→ **RECORDS FOR THE TASK**
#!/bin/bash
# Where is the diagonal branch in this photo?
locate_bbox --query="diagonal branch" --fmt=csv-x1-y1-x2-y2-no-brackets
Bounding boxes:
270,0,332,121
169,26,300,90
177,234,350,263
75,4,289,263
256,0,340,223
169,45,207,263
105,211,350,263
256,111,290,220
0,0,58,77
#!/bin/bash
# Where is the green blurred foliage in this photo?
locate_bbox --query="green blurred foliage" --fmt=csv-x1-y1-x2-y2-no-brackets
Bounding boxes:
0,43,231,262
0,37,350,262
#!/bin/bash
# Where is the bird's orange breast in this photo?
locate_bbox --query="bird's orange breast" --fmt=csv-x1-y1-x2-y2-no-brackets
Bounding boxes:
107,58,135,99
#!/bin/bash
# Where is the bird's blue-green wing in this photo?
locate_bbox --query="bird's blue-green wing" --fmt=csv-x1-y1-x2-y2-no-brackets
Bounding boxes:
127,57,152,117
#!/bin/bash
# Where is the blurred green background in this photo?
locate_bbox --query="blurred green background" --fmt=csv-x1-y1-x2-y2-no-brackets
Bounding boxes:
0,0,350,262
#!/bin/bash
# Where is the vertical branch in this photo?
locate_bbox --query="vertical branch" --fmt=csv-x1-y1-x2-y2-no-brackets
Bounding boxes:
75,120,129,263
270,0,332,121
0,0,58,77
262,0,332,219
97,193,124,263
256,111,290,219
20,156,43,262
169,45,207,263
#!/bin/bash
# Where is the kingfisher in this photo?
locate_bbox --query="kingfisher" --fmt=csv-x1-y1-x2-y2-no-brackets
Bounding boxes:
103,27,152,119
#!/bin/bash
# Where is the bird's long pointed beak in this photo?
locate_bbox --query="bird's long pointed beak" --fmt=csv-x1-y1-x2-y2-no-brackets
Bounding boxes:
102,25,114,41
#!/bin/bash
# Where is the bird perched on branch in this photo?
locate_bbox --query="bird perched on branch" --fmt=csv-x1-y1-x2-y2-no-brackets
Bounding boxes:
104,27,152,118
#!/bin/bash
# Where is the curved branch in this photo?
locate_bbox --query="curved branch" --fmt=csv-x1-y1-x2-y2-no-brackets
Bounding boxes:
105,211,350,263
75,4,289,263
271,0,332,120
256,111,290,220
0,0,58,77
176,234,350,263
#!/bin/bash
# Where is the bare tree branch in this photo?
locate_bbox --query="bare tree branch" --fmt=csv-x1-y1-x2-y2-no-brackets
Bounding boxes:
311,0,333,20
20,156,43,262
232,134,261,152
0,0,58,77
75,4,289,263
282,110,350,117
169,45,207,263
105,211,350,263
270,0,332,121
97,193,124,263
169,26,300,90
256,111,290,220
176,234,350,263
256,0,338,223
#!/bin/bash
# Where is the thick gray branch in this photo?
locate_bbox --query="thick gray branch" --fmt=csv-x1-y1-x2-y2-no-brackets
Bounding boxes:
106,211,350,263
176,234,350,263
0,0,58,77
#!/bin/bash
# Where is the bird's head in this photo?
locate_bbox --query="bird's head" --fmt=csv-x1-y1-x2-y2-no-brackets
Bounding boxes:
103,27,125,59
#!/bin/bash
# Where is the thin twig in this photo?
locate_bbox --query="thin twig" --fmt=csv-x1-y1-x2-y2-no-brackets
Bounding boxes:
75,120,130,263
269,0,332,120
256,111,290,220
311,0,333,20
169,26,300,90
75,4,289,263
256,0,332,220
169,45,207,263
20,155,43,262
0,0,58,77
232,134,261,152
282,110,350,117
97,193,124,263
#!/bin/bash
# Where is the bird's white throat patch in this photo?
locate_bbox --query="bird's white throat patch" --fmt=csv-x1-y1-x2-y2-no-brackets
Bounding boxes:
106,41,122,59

→ **WRITTEN TASK**
Retype the material in full, character for character.

→ **RESULT OF THIS EXERCISE**
#!/bin/bash
# Where is the diagonal branch in this photo?
locate_bbox --query="diagonal branch" --fmt=csv-x1-y1-x2-y2-no-brackets
Bounding boxes:
270,0,332,121
169,26,300,90
177,234,350,263
75,4,289,263
256,0,340,223
169,45,207,263
105,211,350,263
256,111,290,220
0,0,58,77
#!/bin/bash
# Where is the green blurred foliage in this photo?
locate_bbox --query="green blurred foliage" --fmt=csv-x1-y1-x2-y2-no-brackets
Bounding boxes:
0,43,231,262
0,37,350,262
#!/bin/bash
# Where is the bird's orange breast in this photo?
locate_bbox --query="bird's orange breast" --fmt=csv-x1-y1-x2-y2-no-brackets
Bounding boxes:
107,58,135,99
#!/bin/bash
# Where is the bird's blue-green wing in this photo?
locate_bbox --query="bird's blue-green wing" --fmt=csv-x1-y1-x2-y2-no-brackets
Bounding boxes:
127,57,152,117
#!/bin/bash
# Where is the blurred green background in this photo?
locate_bbox --query="blurred green background" --fmt=csv-x1-y1-x2-y2-no-brackets
Bounding boxes:
0,0,350,262
#!/bin/bash
# Where is the vertical branch in this photo?
locate_bbox --query="vertical branch" --fmt=csv-x1-y1-x2-y2-no-brackets
Bounding boxes:
75,120,129,263
270,0,332,121
0,0,58,77
262,0,332,219
97,193,124,263
256,111,290,219
20,156,43,262
169,45,207,263
#!/bin/bash
# Where is the kingfisher in this photo?
locate_bbox --query="kingfisher" --fmt=csv-x1-y1-x2-y2-no-brackets
Bounding boxes:
103,27,152,119
#!/bin/bash
# Where is the bird's long pointed beak in this photo?
locate_bbox --query="bird's long pointed beak" --fmt=csv-x1-y1-x2-y2-no-brackets
Bounding boxes:
102,25,114,41
#!/bin/bash
# Where is the bird perched on branch in this photo?
locate_bbox --query="bird perched on branch" --fmt=csv-x1-y1-x2-y2-no-brackets
Bounding boxes:
104,27,152,118
#!/bin/bash
# Where is the curved branch in this photo?
locate_bbox --query="curved branch" --fmt=csv-x1-y1-x2-y2-no-brackets
Bounding boxes:
105,211,350,263
75,4,289,263
271,0,332,120
256,111,290,220
0,0,58,77
176,234,350,263
#!/bin/bash
# Where is the bare tree branch in this photo?
locate_bbox --query="bare tree branch" --fmt=csv-x1-y1-x2-y2-no-brackets
Bounding boxes:
311,0,333,20
20,156,43,262
232,134,261,152
0,0,58,77
75,4,289,263
282,110,350,117
169,45,207,263
105,211,350,263
270,0,332,121
97,193,124,263
169,26,300,90
256,111,290,220
176,234,350,263
256,0,338,223
#!/bin/bash
# Where is the thick gray branch in this photo?
locate_bbox --query="thick gray branch" --fmt=csv-x1-y1-x2-y2-no-brackets
Bounding boxes:
106,211,350,263
176,234,350,263
0,0,58,77
#!/bin/bash
# Where is the bird's head in this photo?
locate_bbox --query="bird's head" --fmt=csv-x1-y1-x2-y2-no-brackets
Bounding boxes:
103,27,125,59
#!/bin/bash
# Where is the thin twig in this photo?
locate_bbox --query="thin twig" --fmt=csv-x1-y1-x2-y2-no-brackets
Bounding boxes:
75,120,130,263
269,0,332,120
256,111,290,220
311,0,333,20
169,26,300,90
75,4,289,263
256,0,332,220
169,45,207,263
20,155,43,262
0,0,58,77
232,134,261,152
282,110,350,117
97,193,124,263
#!/bin/bash
# Where is the bird's white throat patch in this photo?
locate_bbox --query="bird's white throat patch" --fmt=csv-x1-y1-x2-y2-no-brackets
Bounding boxes:
106,41,122,59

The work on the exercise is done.